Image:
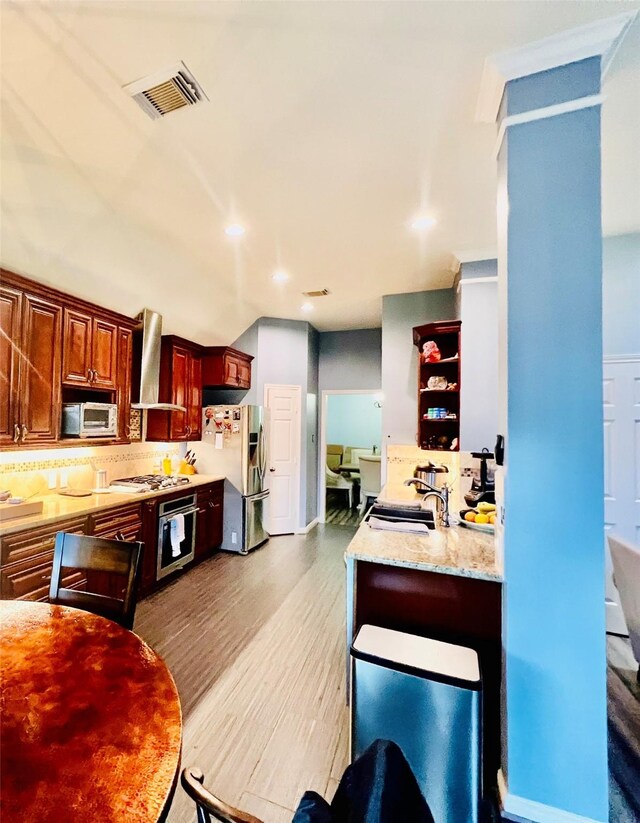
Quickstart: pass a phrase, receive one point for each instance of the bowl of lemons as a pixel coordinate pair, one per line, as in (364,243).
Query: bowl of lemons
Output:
(483,517)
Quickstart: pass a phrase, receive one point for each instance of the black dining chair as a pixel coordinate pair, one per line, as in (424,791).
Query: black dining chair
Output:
(208,806)
(113,560)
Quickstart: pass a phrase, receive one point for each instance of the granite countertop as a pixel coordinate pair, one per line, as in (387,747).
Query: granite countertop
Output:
(58,507)
(455,550)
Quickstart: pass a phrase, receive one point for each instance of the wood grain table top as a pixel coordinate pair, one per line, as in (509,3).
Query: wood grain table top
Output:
(91,719)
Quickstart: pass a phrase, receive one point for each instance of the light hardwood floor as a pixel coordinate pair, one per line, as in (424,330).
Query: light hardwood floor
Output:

__________________________________________________

Task description :: Take the material above and set it down exactly, minus the images.

Task answer ::
Image:
Quickstart: pass a phrase, receive one point for each instance of the bowl of lemons as a pixel coordinate pair, one per line, as in (364,243).
Query: bowl of lemons
Output:
(483,517)
Quickstart: pass a phrase, receive one point for each instance of the black dining chair as a pixel coordinate pair, one per line, as in (424,791).
Query: black dining chair
Output:
(208,806)
(113,560)
Quickstart: pass a phrase, receive one point for each instance of the granite countertop as a pixel coordinate pair, one per line, as in (387,747).
Query: granite countertop
Output:
(58,507)
(455,550)
Quickstart: pass a phrase, receive one point for each instance of the wood grain table top as a pixel coordinate pair, one per line, as in (509,3).
Query: wood grain table top
Output:
(91,719)
Quickstart: pass a phrase, receive one point for each instance of the light hardwood floor as a pixel coordinate pair, one per line, as in (424,330).
Query: light hardwood floor
Output:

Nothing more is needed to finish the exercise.